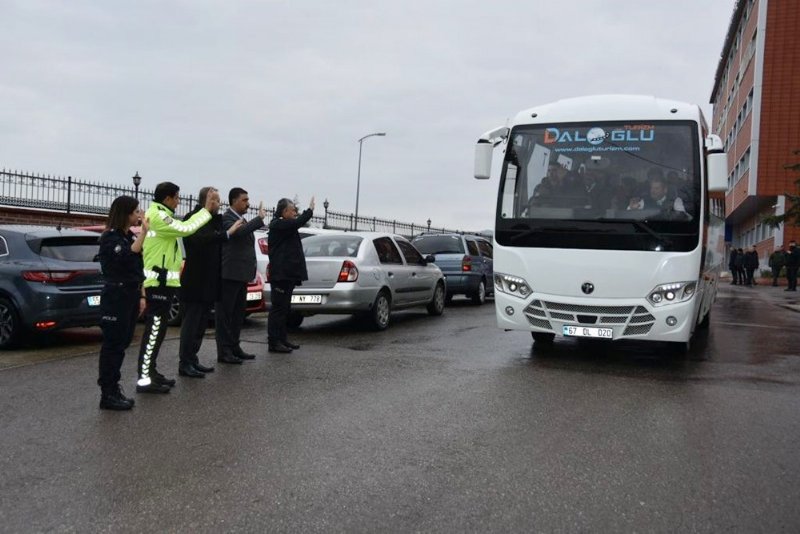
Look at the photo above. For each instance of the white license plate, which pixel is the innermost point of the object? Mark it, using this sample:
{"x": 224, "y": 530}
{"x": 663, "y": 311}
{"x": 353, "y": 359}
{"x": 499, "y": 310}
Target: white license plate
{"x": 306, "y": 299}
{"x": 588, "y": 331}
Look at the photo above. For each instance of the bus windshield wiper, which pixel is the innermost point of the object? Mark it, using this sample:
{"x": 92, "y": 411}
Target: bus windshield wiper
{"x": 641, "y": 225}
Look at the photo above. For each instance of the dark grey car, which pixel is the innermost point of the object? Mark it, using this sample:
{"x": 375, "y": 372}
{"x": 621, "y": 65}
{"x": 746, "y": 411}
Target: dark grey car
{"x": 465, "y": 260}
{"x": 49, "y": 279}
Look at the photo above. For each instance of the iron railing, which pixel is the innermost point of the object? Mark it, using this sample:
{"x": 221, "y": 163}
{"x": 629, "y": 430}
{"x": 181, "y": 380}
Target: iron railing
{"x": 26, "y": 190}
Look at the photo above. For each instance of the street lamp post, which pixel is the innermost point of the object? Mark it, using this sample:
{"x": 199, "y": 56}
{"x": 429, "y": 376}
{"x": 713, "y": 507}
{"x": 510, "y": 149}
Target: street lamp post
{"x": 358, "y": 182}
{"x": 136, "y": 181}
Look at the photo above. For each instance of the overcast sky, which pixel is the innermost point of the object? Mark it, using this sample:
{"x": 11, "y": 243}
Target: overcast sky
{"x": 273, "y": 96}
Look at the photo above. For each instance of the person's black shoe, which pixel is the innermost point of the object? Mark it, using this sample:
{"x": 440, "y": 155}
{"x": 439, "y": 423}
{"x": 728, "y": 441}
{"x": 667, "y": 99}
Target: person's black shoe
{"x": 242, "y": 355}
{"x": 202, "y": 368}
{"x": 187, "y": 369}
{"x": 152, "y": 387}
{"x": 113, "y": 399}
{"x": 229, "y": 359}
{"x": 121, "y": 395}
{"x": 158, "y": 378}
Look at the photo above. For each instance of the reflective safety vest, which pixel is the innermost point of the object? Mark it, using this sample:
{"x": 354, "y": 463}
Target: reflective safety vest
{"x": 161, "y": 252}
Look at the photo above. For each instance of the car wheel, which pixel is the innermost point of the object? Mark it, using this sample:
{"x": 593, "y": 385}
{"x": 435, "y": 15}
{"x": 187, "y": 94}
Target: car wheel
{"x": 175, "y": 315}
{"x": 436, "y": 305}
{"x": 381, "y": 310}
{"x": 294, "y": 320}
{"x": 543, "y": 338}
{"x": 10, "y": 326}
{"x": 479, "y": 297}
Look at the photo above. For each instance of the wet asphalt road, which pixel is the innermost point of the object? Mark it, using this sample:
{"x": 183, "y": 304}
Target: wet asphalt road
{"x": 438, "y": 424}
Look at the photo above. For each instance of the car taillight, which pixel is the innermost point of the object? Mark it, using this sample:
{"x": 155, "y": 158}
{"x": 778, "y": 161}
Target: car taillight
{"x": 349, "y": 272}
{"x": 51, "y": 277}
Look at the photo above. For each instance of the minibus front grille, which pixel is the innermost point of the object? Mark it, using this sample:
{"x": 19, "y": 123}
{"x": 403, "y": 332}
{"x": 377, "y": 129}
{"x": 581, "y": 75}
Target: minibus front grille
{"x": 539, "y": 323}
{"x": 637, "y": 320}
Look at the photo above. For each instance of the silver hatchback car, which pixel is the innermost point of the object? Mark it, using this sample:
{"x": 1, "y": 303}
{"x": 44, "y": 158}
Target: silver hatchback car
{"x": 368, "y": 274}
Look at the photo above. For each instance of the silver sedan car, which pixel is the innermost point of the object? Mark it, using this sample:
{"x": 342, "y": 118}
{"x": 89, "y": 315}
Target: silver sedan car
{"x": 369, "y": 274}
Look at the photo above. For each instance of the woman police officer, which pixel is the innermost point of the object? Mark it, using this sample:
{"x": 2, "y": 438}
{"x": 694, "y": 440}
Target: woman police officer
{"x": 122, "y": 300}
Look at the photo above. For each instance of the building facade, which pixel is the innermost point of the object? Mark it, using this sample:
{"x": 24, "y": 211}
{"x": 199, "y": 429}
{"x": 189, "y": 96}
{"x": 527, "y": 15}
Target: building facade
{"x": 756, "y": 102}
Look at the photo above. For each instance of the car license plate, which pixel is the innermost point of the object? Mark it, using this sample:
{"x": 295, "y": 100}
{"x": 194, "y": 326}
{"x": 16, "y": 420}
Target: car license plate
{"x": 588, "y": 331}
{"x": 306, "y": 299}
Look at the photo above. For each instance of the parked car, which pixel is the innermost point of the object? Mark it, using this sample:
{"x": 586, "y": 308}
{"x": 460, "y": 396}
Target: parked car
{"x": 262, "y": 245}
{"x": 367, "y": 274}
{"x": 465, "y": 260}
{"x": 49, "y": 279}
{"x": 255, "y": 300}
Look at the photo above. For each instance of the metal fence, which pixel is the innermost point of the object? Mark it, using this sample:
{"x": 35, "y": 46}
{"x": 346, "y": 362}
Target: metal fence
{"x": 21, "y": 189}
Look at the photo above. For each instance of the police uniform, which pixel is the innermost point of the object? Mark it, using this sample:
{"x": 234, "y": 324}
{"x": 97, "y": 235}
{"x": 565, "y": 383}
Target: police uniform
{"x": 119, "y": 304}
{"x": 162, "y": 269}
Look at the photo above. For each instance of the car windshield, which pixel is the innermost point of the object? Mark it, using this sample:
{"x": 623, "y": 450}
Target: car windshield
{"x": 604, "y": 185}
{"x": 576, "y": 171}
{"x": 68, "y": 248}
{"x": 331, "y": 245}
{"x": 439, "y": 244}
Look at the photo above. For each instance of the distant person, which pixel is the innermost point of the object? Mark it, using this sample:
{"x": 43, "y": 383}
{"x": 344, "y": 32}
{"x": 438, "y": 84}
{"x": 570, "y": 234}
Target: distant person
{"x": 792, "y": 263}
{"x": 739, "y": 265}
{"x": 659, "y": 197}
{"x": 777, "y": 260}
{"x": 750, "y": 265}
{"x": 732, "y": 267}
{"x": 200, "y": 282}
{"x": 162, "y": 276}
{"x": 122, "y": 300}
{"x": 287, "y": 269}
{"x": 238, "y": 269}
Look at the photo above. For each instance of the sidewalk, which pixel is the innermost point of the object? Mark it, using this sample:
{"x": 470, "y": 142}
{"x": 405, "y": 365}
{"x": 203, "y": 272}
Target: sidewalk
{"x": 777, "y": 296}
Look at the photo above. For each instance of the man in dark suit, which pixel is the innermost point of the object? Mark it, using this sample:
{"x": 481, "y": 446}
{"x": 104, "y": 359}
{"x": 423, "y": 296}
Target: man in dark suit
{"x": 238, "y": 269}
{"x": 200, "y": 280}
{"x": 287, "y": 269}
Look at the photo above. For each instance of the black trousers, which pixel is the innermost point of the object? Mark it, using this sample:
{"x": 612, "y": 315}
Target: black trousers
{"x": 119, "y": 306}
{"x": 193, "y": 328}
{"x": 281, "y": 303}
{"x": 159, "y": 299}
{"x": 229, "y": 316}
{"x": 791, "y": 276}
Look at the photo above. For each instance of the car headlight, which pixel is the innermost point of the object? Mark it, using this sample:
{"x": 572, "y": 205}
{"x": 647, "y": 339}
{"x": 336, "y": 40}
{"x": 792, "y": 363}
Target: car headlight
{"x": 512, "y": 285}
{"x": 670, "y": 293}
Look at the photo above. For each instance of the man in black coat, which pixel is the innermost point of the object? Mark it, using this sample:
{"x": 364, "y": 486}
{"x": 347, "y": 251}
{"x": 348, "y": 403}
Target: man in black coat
________
_What is needed_: Each line of the material must be retyped exactly, except that images are omitted.

_Exercise response_:
Look at the photo above. For each instance of the white license plate, which pixel is the innermost point of the object? Mark it, using this sample:
{"x": 224, "y": 530}
{"x": 663, "y": 311}
{"x": 353, "y": 359}
{"x": 499, "y": 310}
Target: white license plate
{"x": 306, "y": 299}
{"x": 588, "y": 331}
Look at the photo above. For each instance of the bus windshield wiper, which pixel is the innermost point of the object? Mark it, using this sample:
{"x": 92, "y": 411}
Target: bus windshield wiper
{"x": 641, "y": 225}
Look at the photo above. For each instance of the dark grey car, which pixel is the innermost point of the object? Mark it, using this sample:
{"x": 375, "y": 372}
{"x": 621, "y": 65}
{"x": 746, "y": 411}
Target: dark grey car
{"x": 465, "y": 260}
{"x": 49, "y": 279}
Look at the photo above. For each instance of the iron railing, which pixel is the innermost point of the object? Mark it, using this sample:
{"x": 221, "y": 163}
{"x": 629, "y": 430}
{"x": 181, "y": 380}
Target: iron railing
{"x": 26, "y": 190}
Look at the photo above. For each instance of the street lamp post, which pixel is the innermost point of the object? Mark it, using this sample:
{"x": 199, "y": 56}
{"x": 429, "y": 376}
{"x": 713, "y": 507}
{"x": 510, "y": 149}
Target: street lamp post
{"x": 358, "y": 182}
{"x": 136, "y": 181}
Look at the photo above. For each instance of the overcast sky, which pixel is the innermost point of the object? Mark it, using this sample:
{"x": 11, "y": 243}
Target: overcast sky
{"x": 273, "y": 96}
Look at the photo above. For each instance of the person's black shoe, which pixel is the innermost point of the object? Mark it, using this sample:
{"x": 440, "y": 155}
{"x": 439, "y": 423}
{"x": 728, "y": 441}
{"x": 667, "y": 99}
Target: person's black shoe
{"x": 242, "y": 355}
{"x": 202, "y": 368}
{"x": 187, "y": 369}
{"x": 152, "y": 387}
{"x": 113, "y": 399}
{"x": 229, "y": 359}
{"x": 121, "y": 395}
{"x": 158, "y": 378}
Look at the photo above. For each instance of the reflective safety vest, which pixel is the innermost point of the object? Mark it, using this sample:
{"x": 354, "y": 463}
Target: reflective safety vest
{"x": 161, "y": 252}
Look at the photo above. For each instance of the car wheel, which pixel is the innermost point of the object? Mark it, using this sample:
{"x": 593, "y": 385}
{"x": 435, "y": 15}
{"x": 187, "y": 94}
Target: car wheel
{"x": 175, "y": 315}
{"x": 436, "y": 305}
{"x": 381, "y": 310}
{"x": 294, "y": 320}
{"x": 543, "y": 338}
{"x": 10, "y": 326}
{"x": 479, "y": 297}
Look at the photo above. For each instance of the wet asphalt road, which pixel is the innermost point of the object? Mark it, using this sample:
{"x": 183, "y": 304}
Target: wet asphalt road
{"x": 438, "y": 424}
Look at the photo above. For each instance of the car taillight, which pixel is the innermost point of the object? Mark it, using this sample:
{"x": 155, "y": 158}
{"x": 778, "y": 161}
Target: car taillight
{"x": 349, "y": 272}
{"x": 51, "y": 277}
Look at the photo above. For each instance of the minibus front grille, which pixel is the innermost point of the object? Mark it, using this sample:
{"x": 19, "y": 123}
{"x": 403, "y": 332}
{"x": 377, "y": 129}
{"x": 581, "y": 75}
Target: minibus front grille
{"x": 539, "y": 323}
{"x": 637, "y": 320}
Look at the photo above. For each instance of the silver hatchback car, which pixel is the innermost point of the object? Mark it, using this sample:
{"x": 1, "y": 303}
{"x": 44, "y": 158}
Target: silver hatchback car
{"x": 368, "y": 274}
Look at the photo above. For each instance of the silver sedan car, which pixel is the innermost point of the object? Mark it, using this sample:
{"x": 342, "y": 118}
{"x": 89, "y": 315}
Target: silver sedan car
{"x": 369, "y": 274}
Look at the photo above. For each instance of the woman police officer, which pixel is the innermost point of the object? Mark it, using this sample:
{"x": 2, "y": 438}
{"x": 694, "y": 440}
Target: woman police officer
{"x": 122, "y": 300}
Look at the photo above. For each instance of the building facade, which pixel is the innermost point of the object? Mark it, using this sample:
{"x": 24, "y": 211}
{"x": 199, "y": 429}
{"x": 189, "y": 96}
{"x": 527, "y": 15}
Target: building facade
{"x": 756, "y": 102}
Look at the photo above. For each instance of the car license plate, which pixel is the innermost point of the object? Mark it, using this sample:
{"x": 295, "y": 100}
{"x": 194, "y": 326}
{"x": 16, "y": 420}
Target: car license plate
{"x": 588, "y": 331}
{"x": 306, "y": 299}
Look at the photo above. For each instance of the parked car, which pixel is the innermost point of the object? Mark it, using this sample:
{"x": 586, "y": 308}
{"x": 460, "y": 396}
Target: parked car
{"x": 262, "y": 245}
{"x": 367, "y": 274}
{"x": 465, "y": 260}
{"x": 49, "y": 279}
{"x": 255, "y": 300}
Look at the photo above. For each instance of the metal fence, which pixel is the innermost point of the object? Mark it, using this sample:
{"x": 35, "y": 46}
{"x": 346, "y": 362}
Target: metal fence
{"x": 21, "y": 189}
Look at the photo above. For each instance of the police uniform, which pixel is the innermost point of the object? Mark it, using this sample:
{"x": 234, "y": 324}
{"x": 97, "y": 235}
{"x": 565, "y": 383}
Target: police uniform
{"x": 119, "y": 304}
{"x": 162, "y": 269}
Look at the photo above. For each instance of the car windshield, which pixel is the innermost point of the object? Mark it, using this sample:
{"x": 623, "y": 450}
Target: car windshield
{"x": 604, "y": 185}
{"x": 576, "y": 171}
{"x": 68, "y": 248}
{"x": 331, "y": 245}
{"x": 439, "y": 244}
Look at the photo above. For each instance of the distant person, which pixel is the innermost point of the object? Mark it, using this sample:
{"x": 43, "y": 383}
{"x": 344, "y": 32}
{"x": 438, "y": 84}
{"x": 570, "y": 234}
Target: distant person
{"x": 792, "y": 263}
{"x": 739, "y": 265}
{"x": 659, "y": 197}
{"x": 777, "y": 260}
{"x": 750, "y": 265}
{"x": 732, "y": 267}
{"x": 200, "y": 282}
{"x": 162, "y": 276}
{"x": 122, "y": 300}
{"x": 287, "y": 269}
{"x": 238, "y": 269}
Look at the photo above. For each instance of the sidewalk, which pixel is the innermost point of the object? Mark it, using this sample:
{"x": 470, "y": 142}
{"x": 405, "y": 365}
{"x": 203, "y": 272}
Target: sidewalk
{"x": 777, "y": 296}
Look at the photo above. For each instance of the man in dark suit, which pixel is the innermost point of the object? Mark it, using this sample:
{"x": 481, "y": 446}
{"x": 104, "y": 359}
{"x": 423, "y": 296}
Target: man in dark suit
{"x": 238, "y": 269}
{"x": 200, "y": 280}
{"x": 287, "y": 269}
Look at the photo above. For each instance of the black trousers, which pixel is the innermost point of the object? Mark it, using this sample:
{"x": 612, "y": 315}
Target: black trousers
{"x": 119, "y": 306}
{"x": 193, "y": 328}
{"x": 281, "y": 303}
{"x": 159, "y": 299}
{"x": 229, "y": 316}
{"x": 791, "y": 276}
Look at the photo above. For each instance of the car headlight, which pixel is the innermost point of the object? Mark it, using this sample:
{"x": 572, "y": 205}
{"x": 647, "y": 339}
{"x": 336, "y": 40}
{"x": 792, "y": 363}
Target: car headlight
{"x": 512, "y": 285}
{"x": 670, "y": 293}
Look at the photo above. For each instance of the man in black coat, which pixel is the innermost point of the object? Mark it, using this sample:
{"x": 364, "y": 486}
{"x": 347, "y": 251}
{"x": 348, "y": 403}
Target: man in black coat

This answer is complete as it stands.